::: Extracted data :::
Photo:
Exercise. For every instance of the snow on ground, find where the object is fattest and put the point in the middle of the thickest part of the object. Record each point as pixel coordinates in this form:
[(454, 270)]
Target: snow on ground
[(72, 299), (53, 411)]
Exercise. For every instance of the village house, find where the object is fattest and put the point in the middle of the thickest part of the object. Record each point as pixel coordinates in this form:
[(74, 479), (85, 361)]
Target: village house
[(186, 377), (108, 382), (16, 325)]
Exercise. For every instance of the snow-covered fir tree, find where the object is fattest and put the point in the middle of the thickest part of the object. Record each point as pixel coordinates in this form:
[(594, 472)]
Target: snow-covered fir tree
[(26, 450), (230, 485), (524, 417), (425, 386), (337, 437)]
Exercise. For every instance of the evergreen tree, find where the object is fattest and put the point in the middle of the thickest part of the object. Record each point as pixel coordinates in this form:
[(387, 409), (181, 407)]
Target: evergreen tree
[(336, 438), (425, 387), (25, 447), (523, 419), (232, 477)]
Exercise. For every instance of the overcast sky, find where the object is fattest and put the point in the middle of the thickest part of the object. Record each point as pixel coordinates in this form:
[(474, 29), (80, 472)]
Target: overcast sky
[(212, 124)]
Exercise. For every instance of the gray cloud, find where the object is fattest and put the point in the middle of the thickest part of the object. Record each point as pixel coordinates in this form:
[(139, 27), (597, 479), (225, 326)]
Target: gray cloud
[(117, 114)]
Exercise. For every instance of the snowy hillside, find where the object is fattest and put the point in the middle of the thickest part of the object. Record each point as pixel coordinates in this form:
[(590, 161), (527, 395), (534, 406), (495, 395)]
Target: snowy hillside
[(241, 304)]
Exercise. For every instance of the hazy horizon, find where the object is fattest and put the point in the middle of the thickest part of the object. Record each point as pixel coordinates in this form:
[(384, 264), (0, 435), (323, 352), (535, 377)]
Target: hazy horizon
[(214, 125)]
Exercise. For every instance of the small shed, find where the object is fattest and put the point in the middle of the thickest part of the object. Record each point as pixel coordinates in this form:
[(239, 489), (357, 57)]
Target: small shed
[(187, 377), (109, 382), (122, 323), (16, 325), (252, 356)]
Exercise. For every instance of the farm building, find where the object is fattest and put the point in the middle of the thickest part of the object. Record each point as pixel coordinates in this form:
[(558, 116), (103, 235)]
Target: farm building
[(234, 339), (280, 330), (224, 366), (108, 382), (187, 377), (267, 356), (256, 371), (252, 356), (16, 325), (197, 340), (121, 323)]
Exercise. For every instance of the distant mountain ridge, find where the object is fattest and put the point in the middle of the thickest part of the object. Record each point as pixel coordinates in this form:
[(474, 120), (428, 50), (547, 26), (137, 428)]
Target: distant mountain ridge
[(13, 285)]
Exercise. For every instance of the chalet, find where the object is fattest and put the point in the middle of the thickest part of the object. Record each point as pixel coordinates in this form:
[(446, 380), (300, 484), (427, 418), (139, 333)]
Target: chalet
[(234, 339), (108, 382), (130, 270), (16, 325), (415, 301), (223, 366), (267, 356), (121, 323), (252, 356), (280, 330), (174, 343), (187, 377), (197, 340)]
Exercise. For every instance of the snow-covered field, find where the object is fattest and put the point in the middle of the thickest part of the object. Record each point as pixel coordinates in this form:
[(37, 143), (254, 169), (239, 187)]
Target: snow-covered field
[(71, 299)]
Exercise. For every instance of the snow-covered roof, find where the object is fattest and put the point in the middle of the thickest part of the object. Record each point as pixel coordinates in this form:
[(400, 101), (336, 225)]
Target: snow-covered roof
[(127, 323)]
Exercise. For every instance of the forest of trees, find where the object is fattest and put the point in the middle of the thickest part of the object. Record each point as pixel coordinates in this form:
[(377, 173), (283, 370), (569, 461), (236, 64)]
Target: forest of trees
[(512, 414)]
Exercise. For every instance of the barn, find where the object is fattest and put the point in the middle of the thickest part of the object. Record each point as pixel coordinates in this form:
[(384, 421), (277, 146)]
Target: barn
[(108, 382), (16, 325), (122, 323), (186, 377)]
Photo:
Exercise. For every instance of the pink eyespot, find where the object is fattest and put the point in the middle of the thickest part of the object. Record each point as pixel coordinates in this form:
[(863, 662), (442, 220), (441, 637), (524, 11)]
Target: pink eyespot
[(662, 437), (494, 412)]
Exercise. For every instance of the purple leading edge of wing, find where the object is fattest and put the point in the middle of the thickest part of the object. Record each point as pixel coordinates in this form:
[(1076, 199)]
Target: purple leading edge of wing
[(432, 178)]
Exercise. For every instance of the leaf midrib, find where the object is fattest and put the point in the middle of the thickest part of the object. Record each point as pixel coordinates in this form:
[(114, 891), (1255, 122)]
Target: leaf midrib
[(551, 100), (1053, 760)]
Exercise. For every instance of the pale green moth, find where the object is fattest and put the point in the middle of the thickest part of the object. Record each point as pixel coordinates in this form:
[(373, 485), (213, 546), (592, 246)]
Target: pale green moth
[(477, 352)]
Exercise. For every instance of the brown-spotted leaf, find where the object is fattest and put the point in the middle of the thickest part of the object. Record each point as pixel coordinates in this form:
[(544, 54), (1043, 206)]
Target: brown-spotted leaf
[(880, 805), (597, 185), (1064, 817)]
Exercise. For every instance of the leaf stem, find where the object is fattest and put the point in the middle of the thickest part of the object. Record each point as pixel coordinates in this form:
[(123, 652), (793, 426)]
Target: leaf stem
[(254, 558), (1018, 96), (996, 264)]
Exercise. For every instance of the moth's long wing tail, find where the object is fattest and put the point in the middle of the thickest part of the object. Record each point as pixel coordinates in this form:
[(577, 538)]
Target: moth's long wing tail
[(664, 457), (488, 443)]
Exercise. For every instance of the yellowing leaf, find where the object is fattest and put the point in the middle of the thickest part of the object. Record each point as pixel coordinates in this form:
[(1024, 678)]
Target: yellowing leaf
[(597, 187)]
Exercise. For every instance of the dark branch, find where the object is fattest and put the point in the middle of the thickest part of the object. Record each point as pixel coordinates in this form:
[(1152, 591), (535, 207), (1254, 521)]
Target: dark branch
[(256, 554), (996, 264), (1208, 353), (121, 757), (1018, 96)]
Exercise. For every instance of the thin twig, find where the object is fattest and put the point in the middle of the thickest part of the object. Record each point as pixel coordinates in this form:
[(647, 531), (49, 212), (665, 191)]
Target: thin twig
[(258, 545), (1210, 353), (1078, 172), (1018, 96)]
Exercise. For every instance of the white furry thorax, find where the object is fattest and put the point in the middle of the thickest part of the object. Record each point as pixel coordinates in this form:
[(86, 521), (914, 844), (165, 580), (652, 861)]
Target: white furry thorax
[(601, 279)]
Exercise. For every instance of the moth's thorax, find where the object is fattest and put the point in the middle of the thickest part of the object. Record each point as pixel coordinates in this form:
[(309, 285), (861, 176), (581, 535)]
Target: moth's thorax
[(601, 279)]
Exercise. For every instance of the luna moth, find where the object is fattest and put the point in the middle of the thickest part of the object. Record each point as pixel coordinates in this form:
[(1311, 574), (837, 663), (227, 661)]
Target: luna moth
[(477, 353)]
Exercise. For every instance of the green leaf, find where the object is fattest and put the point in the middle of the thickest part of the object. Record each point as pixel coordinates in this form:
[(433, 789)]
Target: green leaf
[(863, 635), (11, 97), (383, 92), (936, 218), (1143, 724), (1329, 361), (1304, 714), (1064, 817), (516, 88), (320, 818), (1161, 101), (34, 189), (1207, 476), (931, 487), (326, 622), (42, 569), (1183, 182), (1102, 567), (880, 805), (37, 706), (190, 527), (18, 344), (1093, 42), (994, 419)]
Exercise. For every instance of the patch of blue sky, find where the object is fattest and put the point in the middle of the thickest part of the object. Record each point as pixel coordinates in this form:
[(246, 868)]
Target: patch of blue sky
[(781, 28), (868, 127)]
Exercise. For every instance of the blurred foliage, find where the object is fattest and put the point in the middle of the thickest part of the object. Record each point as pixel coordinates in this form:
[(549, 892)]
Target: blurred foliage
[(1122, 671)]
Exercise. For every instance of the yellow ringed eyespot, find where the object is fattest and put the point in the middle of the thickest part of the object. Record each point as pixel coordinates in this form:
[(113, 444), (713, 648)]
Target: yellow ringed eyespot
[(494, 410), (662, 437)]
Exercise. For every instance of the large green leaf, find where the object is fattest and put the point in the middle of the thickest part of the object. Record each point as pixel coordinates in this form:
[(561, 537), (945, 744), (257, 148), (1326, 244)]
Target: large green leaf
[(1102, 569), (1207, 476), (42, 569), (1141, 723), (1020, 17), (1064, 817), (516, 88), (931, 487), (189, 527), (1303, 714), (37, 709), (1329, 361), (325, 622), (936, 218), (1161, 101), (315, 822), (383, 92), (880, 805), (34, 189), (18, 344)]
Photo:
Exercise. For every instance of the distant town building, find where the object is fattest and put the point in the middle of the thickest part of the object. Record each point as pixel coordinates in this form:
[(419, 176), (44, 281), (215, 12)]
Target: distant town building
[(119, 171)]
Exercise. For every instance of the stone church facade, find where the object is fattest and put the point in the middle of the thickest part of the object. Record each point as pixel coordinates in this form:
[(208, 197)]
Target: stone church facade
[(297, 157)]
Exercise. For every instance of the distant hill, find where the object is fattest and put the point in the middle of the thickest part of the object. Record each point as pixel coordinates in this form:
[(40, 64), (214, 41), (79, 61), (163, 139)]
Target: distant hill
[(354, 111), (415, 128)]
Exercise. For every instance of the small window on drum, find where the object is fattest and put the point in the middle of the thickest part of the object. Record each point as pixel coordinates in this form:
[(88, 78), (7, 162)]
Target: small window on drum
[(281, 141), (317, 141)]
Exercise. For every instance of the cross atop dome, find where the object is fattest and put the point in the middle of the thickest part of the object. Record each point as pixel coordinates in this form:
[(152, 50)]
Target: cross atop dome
:::
Reproduce only the lines running from the one that contains "Exercise. For every instance of the distant hill, find" to the last line of the records.

### Task response
Exercise. For every instance of the distant hill, find where the object is fattest and put the point in the middle of the thickest part of the object. Record each point as pixel coordinates in this form:
[(40, 64), (214, 41), (79, 61), (163, 139)]
Target: distant hill
[(354, 111), (415, 128)]
Exercise. For every instance of the small window on drum, find where the object is fattest and put the point in the middle of the thickest part of the object. Record each point as pixel coordinates in this form:
[(88, 78), (7, 162)]
Target: small window on drum
[(281, 141), (317, 141)]
Exercise. For every instance of the cross atop dome, find where the object is fattest and put the point in the middle of the thickest part of the object. Record each point as pixel coordinates in this form:
[(152, 50)]
Target: cross atop dome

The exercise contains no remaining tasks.